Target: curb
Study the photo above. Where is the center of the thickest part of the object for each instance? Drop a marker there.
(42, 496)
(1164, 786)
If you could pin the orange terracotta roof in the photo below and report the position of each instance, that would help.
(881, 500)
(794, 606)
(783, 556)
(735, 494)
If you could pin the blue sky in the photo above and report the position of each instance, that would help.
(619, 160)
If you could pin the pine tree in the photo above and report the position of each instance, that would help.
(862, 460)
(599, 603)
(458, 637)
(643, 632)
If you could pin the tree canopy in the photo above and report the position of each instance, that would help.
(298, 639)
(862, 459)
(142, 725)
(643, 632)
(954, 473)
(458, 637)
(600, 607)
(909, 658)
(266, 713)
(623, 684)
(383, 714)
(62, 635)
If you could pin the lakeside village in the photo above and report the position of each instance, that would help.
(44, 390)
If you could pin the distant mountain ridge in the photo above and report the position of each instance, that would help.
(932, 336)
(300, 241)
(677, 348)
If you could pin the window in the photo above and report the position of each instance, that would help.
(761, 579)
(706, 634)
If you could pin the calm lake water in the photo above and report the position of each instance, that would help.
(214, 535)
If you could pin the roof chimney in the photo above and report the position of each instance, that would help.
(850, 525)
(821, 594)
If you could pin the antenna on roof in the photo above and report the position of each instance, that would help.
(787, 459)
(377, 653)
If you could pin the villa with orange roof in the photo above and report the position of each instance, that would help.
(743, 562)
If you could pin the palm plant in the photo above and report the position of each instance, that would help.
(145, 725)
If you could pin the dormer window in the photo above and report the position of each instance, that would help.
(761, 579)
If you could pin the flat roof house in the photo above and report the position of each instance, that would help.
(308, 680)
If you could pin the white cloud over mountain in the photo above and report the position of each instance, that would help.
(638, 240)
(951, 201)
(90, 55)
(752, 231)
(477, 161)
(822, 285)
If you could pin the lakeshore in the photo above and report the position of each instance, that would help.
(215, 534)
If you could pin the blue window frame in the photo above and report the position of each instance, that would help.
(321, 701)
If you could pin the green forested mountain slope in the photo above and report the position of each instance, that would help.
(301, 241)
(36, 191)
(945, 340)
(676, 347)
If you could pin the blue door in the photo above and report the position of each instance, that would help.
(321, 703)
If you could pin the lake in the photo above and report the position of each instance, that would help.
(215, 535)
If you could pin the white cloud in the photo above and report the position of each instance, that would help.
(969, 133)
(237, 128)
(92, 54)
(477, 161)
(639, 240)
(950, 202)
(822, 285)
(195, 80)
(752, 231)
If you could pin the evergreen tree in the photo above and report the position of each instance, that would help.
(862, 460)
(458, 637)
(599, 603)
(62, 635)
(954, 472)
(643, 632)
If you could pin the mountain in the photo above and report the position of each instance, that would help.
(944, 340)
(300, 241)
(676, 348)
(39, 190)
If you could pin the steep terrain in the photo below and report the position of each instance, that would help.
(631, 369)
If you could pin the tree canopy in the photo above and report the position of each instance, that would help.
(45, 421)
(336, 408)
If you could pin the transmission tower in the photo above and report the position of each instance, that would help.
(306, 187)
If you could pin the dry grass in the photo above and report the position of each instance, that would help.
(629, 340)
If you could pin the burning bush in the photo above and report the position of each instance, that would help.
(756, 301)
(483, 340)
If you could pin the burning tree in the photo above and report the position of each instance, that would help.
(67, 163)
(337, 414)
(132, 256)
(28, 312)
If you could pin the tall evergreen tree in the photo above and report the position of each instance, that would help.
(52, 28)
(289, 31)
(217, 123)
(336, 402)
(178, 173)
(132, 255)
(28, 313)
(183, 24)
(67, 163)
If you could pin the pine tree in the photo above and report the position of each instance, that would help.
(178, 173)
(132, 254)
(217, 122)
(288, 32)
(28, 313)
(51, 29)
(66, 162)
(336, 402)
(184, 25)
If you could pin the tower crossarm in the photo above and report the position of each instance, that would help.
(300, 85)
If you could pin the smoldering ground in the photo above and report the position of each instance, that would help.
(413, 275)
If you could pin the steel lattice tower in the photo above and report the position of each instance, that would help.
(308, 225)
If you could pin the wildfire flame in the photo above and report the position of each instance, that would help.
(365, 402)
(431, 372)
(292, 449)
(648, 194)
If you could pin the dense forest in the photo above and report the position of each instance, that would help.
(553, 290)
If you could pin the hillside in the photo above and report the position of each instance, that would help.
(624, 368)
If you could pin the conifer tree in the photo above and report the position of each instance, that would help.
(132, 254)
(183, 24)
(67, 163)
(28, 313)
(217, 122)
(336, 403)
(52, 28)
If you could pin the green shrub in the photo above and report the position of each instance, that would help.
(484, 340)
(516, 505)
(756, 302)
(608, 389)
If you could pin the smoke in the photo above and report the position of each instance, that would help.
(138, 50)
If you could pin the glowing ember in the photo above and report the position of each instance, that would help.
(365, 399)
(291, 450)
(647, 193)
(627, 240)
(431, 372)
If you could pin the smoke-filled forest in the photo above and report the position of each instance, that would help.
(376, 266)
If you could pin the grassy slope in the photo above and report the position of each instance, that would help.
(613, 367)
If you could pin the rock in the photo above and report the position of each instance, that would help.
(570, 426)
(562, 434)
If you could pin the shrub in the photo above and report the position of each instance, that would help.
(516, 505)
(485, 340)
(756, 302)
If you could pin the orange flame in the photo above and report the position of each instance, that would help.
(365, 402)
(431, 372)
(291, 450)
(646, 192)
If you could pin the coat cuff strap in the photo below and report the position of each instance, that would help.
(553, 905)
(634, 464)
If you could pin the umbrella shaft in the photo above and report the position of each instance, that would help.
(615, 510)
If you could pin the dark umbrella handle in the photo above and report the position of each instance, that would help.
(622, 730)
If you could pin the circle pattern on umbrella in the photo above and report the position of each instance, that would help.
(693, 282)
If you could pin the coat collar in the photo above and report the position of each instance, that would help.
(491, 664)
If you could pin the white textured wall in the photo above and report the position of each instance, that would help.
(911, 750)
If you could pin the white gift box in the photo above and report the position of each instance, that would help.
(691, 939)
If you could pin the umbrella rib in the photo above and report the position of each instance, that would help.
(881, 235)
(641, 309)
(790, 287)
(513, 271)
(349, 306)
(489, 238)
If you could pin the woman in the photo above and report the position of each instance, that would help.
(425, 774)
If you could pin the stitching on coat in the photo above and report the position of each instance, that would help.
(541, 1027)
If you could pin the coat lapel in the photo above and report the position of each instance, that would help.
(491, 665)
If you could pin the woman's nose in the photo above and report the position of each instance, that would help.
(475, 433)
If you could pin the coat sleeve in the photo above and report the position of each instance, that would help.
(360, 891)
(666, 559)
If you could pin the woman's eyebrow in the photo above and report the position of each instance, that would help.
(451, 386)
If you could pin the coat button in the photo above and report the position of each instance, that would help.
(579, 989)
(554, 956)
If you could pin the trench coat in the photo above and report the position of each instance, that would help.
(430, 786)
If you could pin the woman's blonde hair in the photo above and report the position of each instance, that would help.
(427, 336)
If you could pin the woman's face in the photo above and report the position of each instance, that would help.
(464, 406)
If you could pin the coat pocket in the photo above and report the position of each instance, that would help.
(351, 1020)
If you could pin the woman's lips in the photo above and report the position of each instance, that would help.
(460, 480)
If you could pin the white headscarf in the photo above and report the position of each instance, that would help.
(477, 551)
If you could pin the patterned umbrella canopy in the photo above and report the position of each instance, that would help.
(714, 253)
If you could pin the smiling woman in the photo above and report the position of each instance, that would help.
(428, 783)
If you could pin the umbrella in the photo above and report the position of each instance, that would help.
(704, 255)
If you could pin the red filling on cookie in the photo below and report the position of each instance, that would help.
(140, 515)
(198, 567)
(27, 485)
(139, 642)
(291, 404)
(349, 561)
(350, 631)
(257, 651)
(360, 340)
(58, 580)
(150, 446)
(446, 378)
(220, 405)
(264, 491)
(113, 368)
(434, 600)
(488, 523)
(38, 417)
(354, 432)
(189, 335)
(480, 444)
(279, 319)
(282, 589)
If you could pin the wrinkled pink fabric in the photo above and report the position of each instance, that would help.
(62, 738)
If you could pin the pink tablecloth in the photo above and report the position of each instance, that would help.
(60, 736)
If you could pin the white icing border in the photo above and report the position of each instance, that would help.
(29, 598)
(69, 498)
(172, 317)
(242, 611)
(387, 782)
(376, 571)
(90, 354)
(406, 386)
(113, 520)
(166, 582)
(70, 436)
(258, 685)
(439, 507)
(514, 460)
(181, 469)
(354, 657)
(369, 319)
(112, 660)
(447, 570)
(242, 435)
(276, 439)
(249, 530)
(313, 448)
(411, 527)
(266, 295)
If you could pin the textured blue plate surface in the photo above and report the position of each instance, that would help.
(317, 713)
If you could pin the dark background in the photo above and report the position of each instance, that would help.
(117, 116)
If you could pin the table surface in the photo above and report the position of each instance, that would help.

---

TASK TO CARRY OUT: Begin at the line containing "If you could pin the dark background" and reproduce each line through the end of the records above.

EXERCISE RESULT:
If you could pin the dark background in the photo above and report the position of each instance, that would help.
(117, 116)
If you could pin the table surface in the photo above and report the position of each instance, that would help.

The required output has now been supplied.